Swap "deepest inside it" for "most central within it" everywhere in the records below, keeping every other part unchanged. Leave the picture lines out of your answer.
## Start Exercise materials
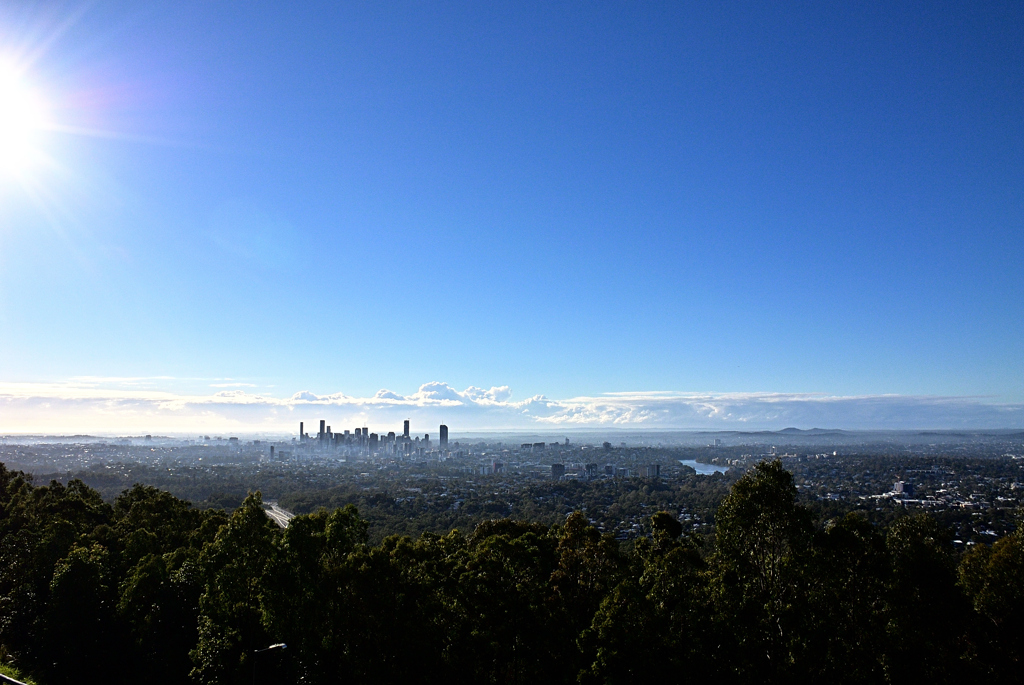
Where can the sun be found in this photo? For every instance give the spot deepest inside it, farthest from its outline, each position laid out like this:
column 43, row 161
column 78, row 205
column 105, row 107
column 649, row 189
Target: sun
column 23, row 117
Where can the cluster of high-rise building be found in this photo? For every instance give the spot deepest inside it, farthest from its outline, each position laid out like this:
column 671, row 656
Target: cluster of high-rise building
column 363, row 442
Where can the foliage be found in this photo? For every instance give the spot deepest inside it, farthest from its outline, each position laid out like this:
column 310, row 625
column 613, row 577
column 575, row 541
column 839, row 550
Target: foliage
column 151, row 589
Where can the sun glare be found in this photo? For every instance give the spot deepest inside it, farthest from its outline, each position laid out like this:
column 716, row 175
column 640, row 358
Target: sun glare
column 22, row 118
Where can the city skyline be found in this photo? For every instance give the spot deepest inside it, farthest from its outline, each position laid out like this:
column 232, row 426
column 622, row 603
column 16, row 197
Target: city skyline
column 124, row 405
column 655, row 216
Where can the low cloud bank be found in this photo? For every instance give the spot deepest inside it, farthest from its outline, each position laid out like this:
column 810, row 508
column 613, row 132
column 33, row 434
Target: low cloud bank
column 87, row 405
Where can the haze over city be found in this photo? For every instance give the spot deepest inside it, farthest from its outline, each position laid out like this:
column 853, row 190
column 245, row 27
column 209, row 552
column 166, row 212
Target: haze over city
column 524, row 216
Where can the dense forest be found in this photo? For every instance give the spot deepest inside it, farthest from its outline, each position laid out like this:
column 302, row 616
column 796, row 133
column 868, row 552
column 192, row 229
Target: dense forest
column 148, row 588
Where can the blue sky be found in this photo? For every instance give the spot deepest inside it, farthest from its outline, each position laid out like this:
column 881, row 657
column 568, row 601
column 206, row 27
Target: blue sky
column 568, row 200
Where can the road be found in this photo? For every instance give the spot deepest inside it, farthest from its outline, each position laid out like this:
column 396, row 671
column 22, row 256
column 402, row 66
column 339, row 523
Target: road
column 276, row 514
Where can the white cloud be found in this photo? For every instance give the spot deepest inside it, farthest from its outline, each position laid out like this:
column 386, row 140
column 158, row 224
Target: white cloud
column 87, row 405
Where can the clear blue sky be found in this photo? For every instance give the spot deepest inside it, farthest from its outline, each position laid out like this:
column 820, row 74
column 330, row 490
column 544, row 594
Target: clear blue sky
column 564, row 198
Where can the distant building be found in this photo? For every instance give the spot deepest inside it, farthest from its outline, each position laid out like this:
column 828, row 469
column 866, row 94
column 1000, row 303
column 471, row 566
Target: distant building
column 903, row 487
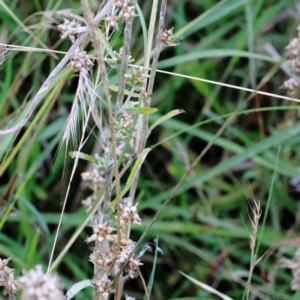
## End Exercise materials
▸ Solved exercise
Where can the sun be found in this photo? For every instance give the spot most central within it, farthest from its outline, each position laid out like this:
column 43, row 161
column 78, row 205
column 105, row 107
column 649, row 189
Target: sun
column 23, row 117
Where can the cluster of high-rise building be found in this photo? For every instance give the spot most central within it, farthest from its outline, each position laid out like this:
column 671, row 656
Target: cluster of high-rise building
column 363, row 442
Where can the foliage be found in this photo? For every instance give the spot most central within it, farthest from its outline, each position laid out like this:
column 310, row 625
column 613, row 577
column 575, row 541
column 839, row 550
Target: foliage
column 151, row 589
Where can the sun glare be found in this photo? For every instance give the spot most central within it, farthest from its outline, each position laid out like this:
column 716, row 175
column 640, row 358
Target: sun glare
column 22, row 118
Where can the city skyline be found in this photo? For every instance give the spot most central within it, farthest from its outline, each position laid out like this:
column 232, row 426
column 622, row 603
column 16, row 197
Target: city skyline
column 124, row 405
column 655, row 216
Where can the low cloud bank be found in this photo? For every instance give the spot most central within it, farthest from its outline, each position laid out like this:
column 810, row 508
column 613, row 132
column 33, row 434
Target: low cloud bank
column 87, row 405
Where can the haze over city be found in this photo? For every instance give the spot most central within it, farthest from its outline, each position laid out like this:
column 853, row 190
column 245, row 27
column 209, row 552
column 166, row 212
Target: haze over city
column 524, row 216
Where can the dense forest be found in this photo? For every instance give the spot most central within it, farthest from its outline, each position laid out like this:
column 302, row 616
column 796, row 133
column 868, row 552
column 192, row 229
Target: dense forest
column 148, row 588
Where can the blue sky be found in this photo? For every instance give the spot most central within it, farthest from its outline, each position laid out like this:
column 881, row 657
column 568, row 601
column 206, row 27
Target: blue sky
column 568, row 200
Where can the road be found in this photo? For every instance give the spot most central within it, farthest from its outline, each position laid out like this:
column 396, row 671
column 22, row 256
column 402, row 66
column 339, row 523
Target: road
column 276, row 514
Where can the white cloud be found in this photo? For every instance give the spot most central within it, farthest from its outline, each position laid out like this:
column 386, row 140
column 158, row 224
Target: white cloud
column 87, row 405
Where can the clear blue sky be found in this photo? For every instance give the spot most central within it, farthest from its outline, each position laid out like this:
column 820, row 74
column 330, row 490
column 544, row 594
Target: clear blue sky
column 564, row 198
Where can the distant building be found in this photo? For every instance give the spot most central within it, farthest from its outline, each position laid out like this:
column 828, row 469
column 866, row 94
column 1000, row 303
column 471, row 566
Target: distant building
column 903, row 487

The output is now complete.